**BRANO DI TESTO:**
Con i risultati di ieri, la Serie A ha emesso un verdetto atteso, ma storico: per la prima volta dal 1956–57, non ci sarà nessuna squadra di Milano in alcuna competizione europea.

Una storica ricorrenza, cercata a tutti i costi dalle due milanesi. I casi sono diversi e hanno anche colpevoli differenti. Cominciamo da chi non aveva nulla da giocarsi in queste ultime giornate. Il Milan è stato molto “pompato” a inizio campionato. Tipico fenomeno del giornalismo italiano: benedire coloro che infilano due mesi di risultati o qualche partita buona (i nomi di Stramaccioni e Santon/De Sciglio risuoneranno nelle vostre teste). Inzaghi è stato ritratto come il salvatore della patria, poi la benzina e l’entusiasmo sono finiti. Così come il campionato del Milan, che comunque ha fatto nove punti nelle ultime quattro gare. Proprio quando il destino di Inzaghi era segnato verso l’addio.

Diverso il caso dell’Inter, partita con Mazzarri. Il motivatore per eccellenza ha fallito clamorosamente per la prima volta nella sua carriera, con tanto di esonero (dorato). A quel punto l’Inter aveva due alternative. La prima: puntare su una stagione di transizione (come si è rivelata), prendere un traghettatore e far crescere i giovani. La seconda: spendere altri soldi per un ingaggio clamoroso e peggiorare la situazione economica, che vede l’Inter multata dal Fair-Play finanziario. Thohir ha scelto la seconda, richiamando Mancini. L’Inter ha chiuso senza Europa, solo un punto davanti al Torino (che ha avuto l’Europa League) e lontana 14 lunghezze dalla Champions.

Trova le differenze.

3 — Cambi di prospettiva, ovvero Napoli-Lazio

Ignorando qualsiasi legge statistica, mentre Higuain poggia il pallone sul dischetto, Beppe Bergomi ci avvisa con la sua solita pacatezza di chi si è preso coppini per tutte le scuole medie: occhio, ché ne ha sbagliato troppi di rigori. Un giocatore così, nel suo stadio che-da-quando-ha-messo-il-gol-precedente-lo-chiama-a-gran-voce-come-un-gladiatore-pronto-alla-mattanza-del-nemico, a 11 metri dal riscattare un bel po’ l’annata del Napoli, perché dovrebbe sbagliare? Le qualità ce le ha, la cattiveria pure, una grinta da vendere, due spalle grandi così. Infatti il rigore lo tira alto.

**DATI ESTRATTI:**
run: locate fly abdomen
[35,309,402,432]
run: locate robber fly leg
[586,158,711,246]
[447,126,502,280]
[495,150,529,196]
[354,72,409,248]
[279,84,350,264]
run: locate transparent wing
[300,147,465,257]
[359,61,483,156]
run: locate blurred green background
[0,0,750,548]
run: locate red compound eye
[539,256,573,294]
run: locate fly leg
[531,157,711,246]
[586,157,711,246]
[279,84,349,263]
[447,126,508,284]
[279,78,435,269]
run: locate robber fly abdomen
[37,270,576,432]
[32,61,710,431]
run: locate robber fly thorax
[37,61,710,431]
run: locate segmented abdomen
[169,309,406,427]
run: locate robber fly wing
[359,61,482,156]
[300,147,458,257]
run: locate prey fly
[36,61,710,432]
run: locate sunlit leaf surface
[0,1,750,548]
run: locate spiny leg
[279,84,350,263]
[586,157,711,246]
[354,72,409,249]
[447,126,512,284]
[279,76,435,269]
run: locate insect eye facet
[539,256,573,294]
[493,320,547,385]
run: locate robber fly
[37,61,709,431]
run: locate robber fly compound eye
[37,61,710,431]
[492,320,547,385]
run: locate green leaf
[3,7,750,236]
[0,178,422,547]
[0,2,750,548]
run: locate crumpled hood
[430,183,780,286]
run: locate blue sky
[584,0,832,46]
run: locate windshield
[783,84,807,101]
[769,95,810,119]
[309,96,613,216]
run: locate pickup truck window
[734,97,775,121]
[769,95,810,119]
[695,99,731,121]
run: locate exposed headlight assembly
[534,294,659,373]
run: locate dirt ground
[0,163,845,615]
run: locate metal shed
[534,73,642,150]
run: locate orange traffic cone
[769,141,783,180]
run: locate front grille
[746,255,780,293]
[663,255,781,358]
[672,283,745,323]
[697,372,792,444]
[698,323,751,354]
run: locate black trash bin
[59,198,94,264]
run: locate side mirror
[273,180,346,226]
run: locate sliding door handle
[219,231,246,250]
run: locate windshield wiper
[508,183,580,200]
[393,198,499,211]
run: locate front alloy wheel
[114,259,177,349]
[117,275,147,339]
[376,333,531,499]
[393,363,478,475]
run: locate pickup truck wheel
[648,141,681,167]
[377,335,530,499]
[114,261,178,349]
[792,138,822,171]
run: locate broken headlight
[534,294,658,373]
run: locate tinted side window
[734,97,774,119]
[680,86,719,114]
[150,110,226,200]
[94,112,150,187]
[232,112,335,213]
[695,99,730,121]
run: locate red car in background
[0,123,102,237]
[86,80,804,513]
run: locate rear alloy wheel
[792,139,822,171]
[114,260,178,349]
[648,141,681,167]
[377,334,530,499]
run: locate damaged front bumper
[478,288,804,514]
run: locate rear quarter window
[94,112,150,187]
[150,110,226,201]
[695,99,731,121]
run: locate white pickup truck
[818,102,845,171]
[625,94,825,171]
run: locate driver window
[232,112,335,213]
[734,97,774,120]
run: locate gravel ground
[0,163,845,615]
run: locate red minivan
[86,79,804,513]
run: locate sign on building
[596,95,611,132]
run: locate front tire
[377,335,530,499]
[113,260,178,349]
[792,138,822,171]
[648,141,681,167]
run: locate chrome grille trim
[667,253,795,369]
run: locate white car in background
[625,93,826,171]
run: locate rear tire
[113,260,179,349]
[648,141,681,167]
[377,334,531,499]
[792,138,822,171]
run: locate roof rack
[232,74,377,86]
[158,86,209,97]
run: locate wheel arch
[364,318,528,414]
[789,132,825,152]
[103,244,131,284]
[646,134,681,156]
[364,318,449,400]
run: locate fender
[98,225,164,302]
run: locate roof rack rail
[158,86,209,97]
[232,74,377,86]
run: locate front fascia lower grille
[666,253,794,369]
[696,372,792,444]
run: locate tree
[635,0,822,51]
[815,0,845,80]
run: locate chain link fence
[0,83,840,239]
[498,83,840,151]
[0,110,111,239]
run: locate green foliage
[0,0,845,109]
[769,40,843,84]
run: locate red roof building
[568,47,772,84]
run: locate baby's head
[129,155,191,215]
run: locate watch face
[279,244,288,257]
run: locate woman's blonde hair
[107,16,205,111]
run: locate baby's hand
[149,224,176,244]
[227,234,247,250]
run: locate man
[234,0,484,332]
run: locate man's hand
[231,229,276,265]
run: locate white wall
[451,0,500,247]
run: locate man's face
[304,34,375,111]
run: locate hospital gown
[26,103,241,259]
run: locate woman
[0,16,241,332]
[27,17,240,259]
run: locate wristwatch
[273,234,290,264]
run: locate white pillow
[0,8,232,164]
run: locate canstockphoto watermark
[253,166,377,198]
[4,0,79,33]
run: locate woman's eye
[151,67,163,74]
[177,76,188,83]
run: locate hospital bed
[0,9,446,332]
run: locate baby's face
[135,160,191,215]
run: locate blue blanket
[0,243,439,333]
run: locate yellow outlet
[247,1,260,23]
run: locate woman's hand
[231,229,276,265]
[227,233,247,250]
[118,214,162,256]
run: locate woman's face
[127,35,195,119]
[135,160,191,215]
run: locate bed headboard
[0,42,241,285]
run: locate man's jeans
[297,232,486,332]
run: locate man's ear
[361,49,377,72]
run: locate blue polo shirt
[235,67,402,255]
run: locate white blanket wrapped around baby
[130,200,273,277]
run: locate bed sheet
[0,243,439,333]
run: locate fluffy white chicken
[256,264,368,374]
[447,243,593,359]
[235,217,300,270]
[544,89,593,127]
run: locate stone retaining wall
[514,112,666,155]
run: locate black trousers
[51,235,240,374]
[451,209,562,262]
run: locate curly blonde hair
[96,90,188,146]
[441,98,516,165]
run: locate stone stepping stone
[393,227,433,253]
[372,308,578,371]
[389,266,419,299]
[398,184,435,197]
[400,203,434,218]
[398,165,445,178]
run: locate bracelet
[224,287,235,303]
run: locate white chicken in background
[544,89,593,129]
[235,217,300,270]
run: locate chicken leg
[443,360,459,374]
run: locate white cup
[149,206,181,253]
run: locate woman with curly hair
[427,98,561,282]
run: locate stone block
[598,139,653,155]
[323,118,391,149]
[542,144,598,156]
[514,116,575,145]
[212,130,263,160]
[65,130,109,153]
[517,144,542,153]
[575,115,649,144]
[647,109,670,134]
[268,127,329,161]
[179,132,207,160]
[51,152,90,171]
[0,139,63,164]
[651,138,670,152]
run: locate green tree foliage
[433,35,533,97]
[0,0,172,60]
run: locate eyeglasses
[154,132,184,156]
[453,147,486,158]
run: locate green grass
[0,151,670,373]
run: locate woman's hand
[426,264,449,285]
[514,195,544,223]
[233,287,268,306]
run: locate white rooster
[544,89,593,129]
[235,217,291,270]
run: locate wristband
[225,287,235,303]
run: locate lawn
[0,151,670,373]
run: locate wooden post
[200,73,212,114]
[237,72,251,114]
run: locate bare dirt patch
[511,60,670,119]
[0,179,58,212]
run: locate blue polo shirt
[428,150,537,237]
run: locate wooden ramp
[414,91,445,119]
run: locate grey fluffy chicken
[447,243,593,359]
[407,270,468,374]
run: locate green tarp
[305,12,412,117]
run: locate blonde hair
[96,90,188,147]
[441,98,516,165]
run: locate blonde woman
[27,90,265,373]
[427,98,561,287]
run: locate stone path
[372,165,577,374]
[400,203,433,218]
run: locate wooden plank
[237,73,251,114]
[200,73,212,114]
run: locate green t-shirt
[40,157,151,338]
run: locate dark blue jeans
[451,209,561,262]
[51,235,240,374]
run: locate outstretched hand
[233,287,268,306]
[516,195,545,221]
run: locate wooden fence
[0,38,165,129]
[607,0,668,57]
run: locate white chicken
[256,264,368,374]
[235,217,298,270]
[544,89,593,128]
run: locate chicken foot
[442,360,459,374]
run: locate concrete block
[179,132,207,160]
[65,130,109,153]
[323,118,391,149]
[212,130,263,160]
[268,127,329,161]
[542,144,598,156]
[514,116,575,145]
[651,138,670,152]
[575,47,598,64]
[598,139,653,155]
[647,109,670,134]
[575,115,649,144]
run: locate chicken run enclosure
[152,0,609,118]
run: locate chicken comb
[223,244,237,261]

**OBIETTIVO A:** Duplica dal brano sulla Serie A la parte che comincia con "Con i risultati" e prosegue fino a "segnato verso l’addio.".
**OBIETTIVO B:**
Rispondi a queste domande basandoti sul brano sulla Serie A:
(i) Da quale stagione non succedeva che nessuna squadra di Milano partecipasse a una competizione europea?
(ii) Quale allenatore ha richiamato Thohir all'Inter?
(iii) Quanti punti ha fatto il Milan nelle ultime quattro gare?
Le righe provengono da una fonte diversa dal brano.

**RISPOSTA A:**
Con i risultati di ieri, la Serie A ha emesso un verdetto atteso, ma storico: per la prima volta dal 1956–57, non ci sarà nessuna squadra di Milano in alcuna competizione europea.

Una storica ricorrenza, cercata a tutti i costi dalle due milanesi. I casi sono diversi e hanno anche colpevoli differenti. Cominciamo da chi non aveva nulla da giocarsi in queste ultime giornate. Il Milan è stato molto “pompato” a inizio campionato. Tipico fenomeno del giornalismo italiano: benedire coloro che infilano due mesi di risultati o qualche partita buona (i nomi di Stramaccioni e Santon/De Sciglio risuoneranno nelle vostre teste). Inzaghi è stato ritratto come il salvatore della patria, poi la benzina e l’entusiasmo sono finiti. Così come il campionato del Milan, che comunque ha fatto nove punti nelle ultime quattro gare. Proprio quando il destino di Inzaghi era segnato verso l’addio.

**RISPOSTA B:**
(i) Dalla stagione 1956–57.
(ii) Mancini.
(iii) Nove punti.